### Selected passage
Goldman also bought a stake in Tokyo’s Sumitomo Mitsui Financial Group, the third largest financial group in Japan in 2003 ($1.26 billion), in return for which Sumitomo Mitsui loaned billions to Goldman Sachs for its investment-grade clients. Both that and the ICBC deal were financed with Goldman’s own money and with investments by its partners, institutions and wealthy clients.

What’s more, Goldman earned more fees than any other of its global competitors in China, being the only foreign securities firm allowed to both trade stocks for brokerage clients and arrange share sales for companies.

[Wonder why Paulson acts so high-handedly? Goldman is notorious for such conflicts].

Knowing that Goldman is the source of a bunch of the credit default swaps now clogging up global finances, we can safely surmise that its Asian clients are now suffering the same toxic shock afflicting its American and European clients. Some European banks just got a wake-up call this week how bad their own situation was, according to the Daily Telegraph.

A Wall Street legend for paranoia and secrecy, “The Firm” didn’t let on for a while how badly it too had been hit. That front fell apart this fall when its stock price swooned, along with those of other financial firms. Recently, the New York Times reported exactly how much Goldman stood to lose from contracts with insurance giant, AIG. If AIG had gone under, Goldman would have lost $20 billion.

The Times also reported, apparently as revelation, that Lloyd Blankfein, current CEO of Goldman, attended weekend meetings with AIG, Paulson, and others, before the AIG rescue was put through.


[Amazing. Powerful corrupt financiers cut backroom deals with each other and twist arms in powerful corrupt DC. Who would have thought? Of course, in the alternative press we were aware of Goldman’s less than Boy Scout past much before the Times lost its innocence, but better late than never….]

Now we can guess why it was necessary to convert Goldman so quickly into a commercial bank. With access to customer deposits, the bank would be able to replenish its capital in short order.

### Entries shown
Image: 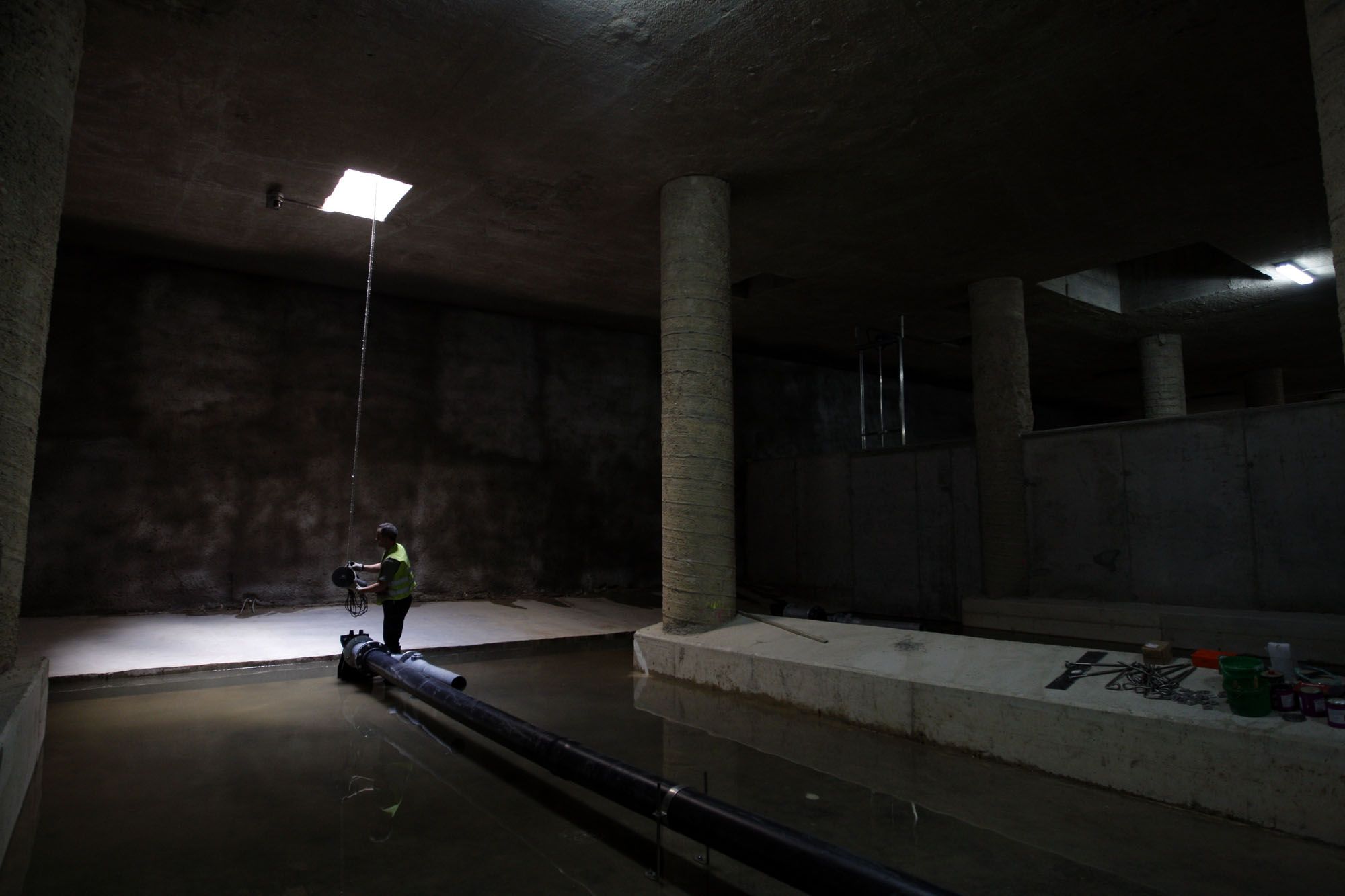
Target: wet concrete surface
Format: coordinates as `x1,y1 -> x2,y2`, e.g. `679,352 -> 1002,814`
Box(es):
* * *
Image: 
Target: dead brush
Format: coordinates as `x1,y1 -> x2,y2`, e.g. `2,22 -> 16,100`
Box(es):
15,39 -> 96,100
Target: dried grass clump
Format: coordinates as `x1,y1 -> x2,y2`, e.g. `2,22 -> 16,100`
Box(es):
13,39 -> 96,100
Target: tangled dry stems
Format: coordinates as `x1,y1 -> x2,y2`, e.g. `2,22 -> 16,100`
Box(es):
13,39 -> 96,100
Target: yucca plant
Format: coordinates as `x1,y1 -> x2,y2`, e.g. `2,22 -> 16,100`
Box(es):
==
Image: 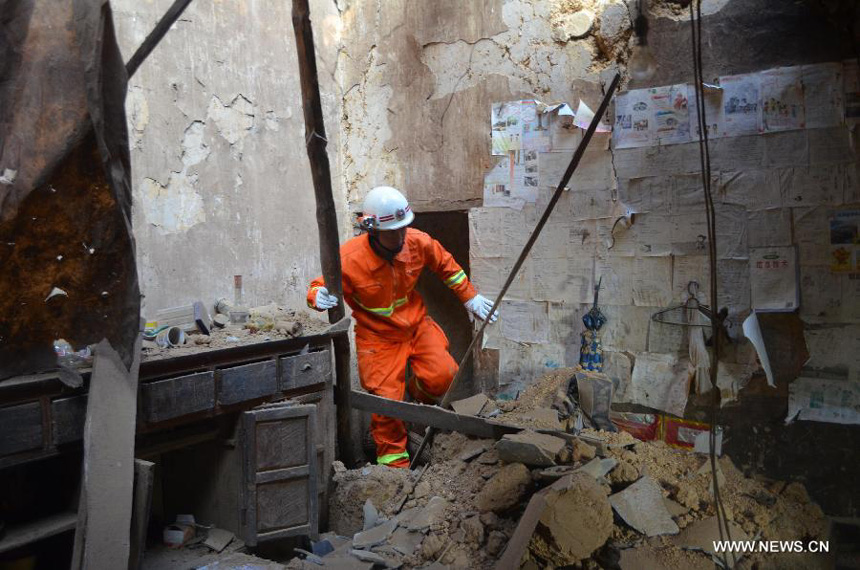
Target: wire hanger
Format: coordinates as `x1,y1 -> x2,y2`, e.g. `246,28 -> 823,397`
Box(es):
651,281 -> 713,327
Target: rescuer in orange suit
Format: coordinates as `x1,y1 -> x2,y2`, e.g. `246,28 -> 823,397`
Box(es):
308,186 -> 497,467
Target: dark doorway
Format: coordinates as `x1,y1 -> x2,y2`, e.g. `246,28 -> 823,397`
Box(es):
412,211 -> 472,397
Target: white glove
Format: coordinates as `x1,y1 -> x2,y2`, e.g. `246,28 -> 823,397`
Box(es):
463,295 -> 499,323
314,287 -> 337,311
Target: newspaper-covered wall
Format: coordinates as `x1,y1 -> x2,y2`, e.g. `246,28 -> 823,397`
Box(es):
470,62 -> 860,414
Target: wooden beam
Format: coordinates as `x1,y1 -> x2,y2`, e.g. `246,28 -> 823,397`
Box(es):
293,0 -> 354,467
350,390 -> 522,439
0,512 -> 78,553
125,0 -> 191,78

### What you should do
Please return the part of the Goldman Sachs passage above starting with "A Wall Street" and going on through "was put through.", copied word for word.

### Output of the task
A Wall Street legend for paranoia and secrecy, “The Firm” didn’t let on for a while how badly it too had been hit. That front fell apart this fall when its stock price swooned, along with those of other financial firms. Recently, the New York Times reported exactly how much Goldman stood to lose from contracts with insurance giant, AIG. If AIG had gone under, Goldman would have lost $20 billion.

The Times also reported, apparently as revelation, that Lloyd Blankfein, current CEO of Goldman, attended weekend meetings with AIG, Paulson, and others, before the AIG rescue was put through.